Del pasillo del piso 8 tengo presente un cartel que estaba pegado en una mesa donde las camareras dejaban los almuerzos, única comida que ofrece el hospital a los allí recluidos, y que alertaba sobre el virus mortal que es el COVID-19. Nadie se asomaba por allí a menos que tuviese un familiar hospitalizado, pero nada más leer ese cartel erizaba los cabellos y aumentaba los latidos del corazón, pues nunca antes estuve tan cerca de la muerte, nunca la había sentido susurrándome al oído, nunca la había visto pasar por la puerta envuelta en sábanas blancas mientras los trabajadores de la morgue llevaban la camilla y atrás se escuchaba el llanto penetrante de algún familiar desconsolado porque su ser querido había sucumbido ante el virus.
En el piso, más allá de la angustia por la salud de mi madre y los problemas cotidianos que padece un hospital, no me puedo quejar del trato y la atención de los médicos, enfermeras, enfermeros, camilleros, bedeles, todos estaban allí arriesgando sus vidas, y no por el salario que es una miseria que clama al cielo, sino por algo tan especial como la vocación, el amor por lo que hacen. Hombres y mujeres que a diario dan todo de sí para ayudar, para colaborar, para tratar de salvar vidas y ganarle la pelea a la pandemia. El personal sanitario del Hospital Universitario se ganó el aprecio y admiración de mi familia y el mío. Sé que de algunos tal vez nunca más vuelva a saber, de otros nunca supe ni sabré sus nombres, pero quiero agradecer a Cecilia, Isabel, Fanny, Robert Antonio, el doctor Luis, Raimundo y tantos otros de los que no conocí su nombre o que se contagiaron, pero que sé siguen allí, en ese elefante que es el HUM, en ese piso 8 donde rezaba con mi madre el salmo 91 para disipar el pánico que me asaltó en más de una oportunidad, donde me aferraba de su mano y le prometía mencionando a Dios, y con una estampita de Jesús de la Misericordia, que de allí iba a salir viva y sana, como en efecto ocurrió. Un mes y ocho días después mi mamá fue dada de alta para recuperarse en la casa, se convirtió en uno de los pacientes que más tardó en salir, pero lo logró de la mano de Dios, nuestro faro en medios de las tinieblas, en medio del temor y del umbral que es la vida y la muerte.

PREGUNTAS POR RESPONDER ->
1. Responde con datos del relato del hospital:
(a) ¿En qué piso del hospital estaba la madre?
(b) ¿Qué salmo rezaba quien narra junto a su madre?
(c) ¿Cuánto tiempo pasó hasta que la madre fue dada de alta?
2. Transcribe del relato del hospital el pasaje comprendido entre "Del pasillo del" y "ante el virus.", ambos incluidos.
3. Escribe la continuación del relato del hospital a partir de su última oración.
No hace falta consultar los registros.

DATOS DE ENTRADA ->
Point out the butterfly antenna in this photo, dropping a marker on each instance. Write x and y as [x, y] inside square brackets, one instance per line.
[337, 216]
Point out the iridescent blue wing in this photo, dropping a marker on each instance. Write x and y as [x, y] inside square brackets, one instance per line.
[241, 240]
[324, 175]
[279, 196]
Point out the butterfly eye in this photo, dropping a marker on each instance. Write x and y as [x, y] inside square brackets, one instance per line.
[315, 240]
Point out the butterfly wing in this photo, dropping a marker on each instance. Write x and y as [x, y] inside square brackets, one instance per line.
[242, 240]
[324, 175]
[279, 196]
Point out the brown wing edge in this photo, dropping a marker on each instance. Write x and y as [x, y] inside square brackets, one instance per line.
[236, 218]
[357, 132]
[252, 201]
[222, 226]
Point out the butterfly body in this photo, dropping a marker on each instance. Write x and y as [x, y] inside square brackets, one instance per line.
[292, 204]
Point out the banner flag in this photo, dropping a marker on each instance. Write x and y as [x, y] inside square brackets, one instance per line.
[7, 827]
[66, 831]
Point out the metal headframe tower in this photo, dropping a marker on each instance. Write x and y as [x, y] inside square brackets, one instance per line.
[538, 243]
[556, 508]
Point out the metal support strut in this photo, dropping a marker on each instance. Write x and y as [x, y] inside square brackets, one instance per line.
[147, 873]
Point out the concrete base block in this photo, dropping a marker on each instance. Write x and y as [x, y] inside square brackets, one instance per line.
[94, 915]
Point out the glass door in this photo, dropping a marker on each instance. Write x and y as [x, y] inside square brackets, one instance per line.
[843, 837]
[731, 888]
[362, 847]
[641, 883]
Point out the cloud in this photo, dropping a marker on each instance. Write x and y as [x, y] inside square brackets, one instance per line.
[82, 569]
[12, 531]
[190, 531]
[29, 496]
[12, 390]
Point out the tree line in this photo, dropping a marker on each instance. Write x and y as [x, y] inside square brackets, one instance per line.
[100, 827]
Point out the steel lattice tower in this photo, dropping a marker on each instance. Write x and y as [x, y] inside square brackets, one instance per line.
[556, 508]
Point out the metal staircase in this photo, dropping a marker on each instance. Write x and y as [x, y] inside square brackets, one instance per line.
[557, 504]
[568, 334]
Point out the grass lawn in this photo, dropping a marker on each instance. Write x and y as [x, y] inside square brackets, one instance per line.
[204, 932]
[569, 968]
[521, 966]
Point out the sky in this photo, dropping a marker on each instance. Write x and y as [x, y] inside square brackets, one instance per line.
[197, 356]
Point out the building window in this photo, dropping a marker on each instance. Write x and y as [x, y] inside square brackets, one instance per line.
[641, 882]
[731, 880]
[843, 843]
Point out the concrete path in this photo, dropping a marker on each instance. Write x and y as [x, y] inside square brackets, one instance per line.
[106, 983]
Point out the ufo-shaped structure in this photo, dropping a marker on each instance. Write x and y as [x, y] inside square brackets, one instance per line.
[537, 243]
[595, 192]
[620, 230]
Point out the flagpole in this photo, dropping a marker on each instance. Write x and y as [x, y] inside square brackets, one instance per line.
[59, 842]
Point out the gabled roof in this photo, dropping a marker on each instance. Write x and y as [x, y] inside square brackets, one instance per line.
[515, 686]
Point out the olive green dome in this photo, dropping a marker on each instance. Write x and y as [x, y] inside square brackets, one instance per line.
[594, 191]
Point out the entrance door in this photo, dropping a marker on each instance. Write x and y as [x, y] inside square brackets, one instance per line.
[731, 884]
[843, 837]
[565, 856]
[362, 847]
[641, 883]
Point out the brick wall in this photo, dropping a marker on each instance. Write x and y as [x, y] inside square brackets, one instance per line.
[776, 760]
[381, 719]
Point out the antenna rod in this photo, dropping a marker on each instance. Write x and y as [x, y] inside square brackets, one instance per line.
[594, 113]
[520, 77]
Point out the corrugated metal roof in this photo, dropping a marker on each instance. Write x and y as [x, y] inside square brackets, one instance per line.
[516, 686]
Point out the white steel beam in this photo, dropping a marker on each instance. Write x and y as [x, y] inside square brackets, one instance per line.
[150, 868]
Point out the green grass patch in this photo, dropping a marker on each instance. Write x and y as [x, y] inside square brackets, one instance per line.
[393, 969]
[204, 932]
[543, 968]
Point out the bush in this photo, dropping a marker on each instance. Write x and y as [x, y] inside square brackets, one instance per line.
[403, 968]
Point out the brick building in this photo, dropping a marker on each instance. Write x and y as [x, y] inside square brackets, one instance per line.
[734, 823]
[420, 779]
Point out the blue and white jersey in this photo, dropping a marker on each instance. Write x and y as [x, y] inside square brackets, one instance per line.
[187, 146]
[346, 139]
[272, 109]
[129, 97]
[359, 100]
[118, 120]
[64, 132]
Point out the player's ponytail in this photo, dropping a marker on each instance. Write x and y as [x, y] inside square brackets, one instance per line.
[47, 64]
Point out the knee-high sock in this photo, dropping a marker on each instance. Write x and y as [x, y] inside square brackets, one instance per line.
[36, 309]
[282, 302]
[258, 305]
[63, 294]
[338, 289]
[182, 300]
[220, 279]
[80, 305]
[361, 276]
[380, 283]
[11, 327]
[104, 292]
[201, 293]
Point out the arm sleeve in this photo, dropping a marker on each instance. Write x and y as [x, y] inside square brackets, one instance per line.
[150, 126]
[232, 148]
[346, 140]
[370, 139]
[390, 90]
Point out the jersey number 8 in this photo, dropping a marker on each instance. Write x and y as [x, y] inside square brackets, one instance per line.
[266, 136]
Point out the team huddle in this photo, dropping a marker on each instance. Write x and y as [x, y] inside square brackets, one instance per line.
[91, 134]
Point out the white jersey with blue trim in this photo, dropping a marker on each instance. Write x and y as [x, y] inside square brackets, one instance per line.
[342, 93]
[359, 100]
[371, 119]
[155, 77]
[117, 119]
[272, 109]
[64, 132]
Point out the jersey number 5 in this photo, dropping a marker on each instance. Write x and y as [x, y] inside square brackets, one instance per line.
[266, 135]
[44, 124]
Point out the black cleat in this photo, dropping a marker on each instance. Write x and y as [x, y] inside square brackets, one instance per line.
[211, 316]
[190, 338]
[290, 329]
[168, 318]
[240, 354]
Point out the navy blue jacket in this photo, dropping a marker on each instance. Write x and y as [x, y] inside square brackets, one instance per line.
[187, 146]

RESPUESTAS ->
1.
(a) En el piso 8.
(b) El salmo 91.
(c) Un mes y ocho días.

2.
Del pasillo del piso 8 tengo presente un cartel que estaba pegado en una mesa donde las camareras dejaban los almuerzos, única comida que ofrece el hospital a los allí recluidos, y que alertaba sobre el virus mortal que es el COVID-19. Nadie se asomaba por allí a menos que tuviese un familiar hospitalizado, pero nada más leer ese cartel erizaba los cabellos y aumentaba los latidos del corazón, pues nunca antes estuve tan cerca de la muerte, nunca la había sentido susurrándome al oído, nunca la había visto pasar por la puerta envuelta en sábanas blancas mientras los trabajadores de la morgue llevaban la camilla y atrás se escuchaba el llanto penetrante de algún familiar desconsolado porque su ser querido había sucumbido ante el virus.

3.
Quise escribir estas líneas porque sentía la necesidad de contar, de narrar lo más resumido posible la amarga pero después victoriosa experiencia de mi familia con el COVID-19. Sé que es historia para nuestra familia, necesitaba cerrar este capítulo antes de que termine el 2020 y aunque a veces he estado tranquilo leyendo o durmiendo, el olor al piso 8 regresa a mí pero tengo la gratitud de poder darme la vuelta y ver a mi madre, tocarla, abrazarla, darle un beso en sus mejillas y decirle todo lo que la amo.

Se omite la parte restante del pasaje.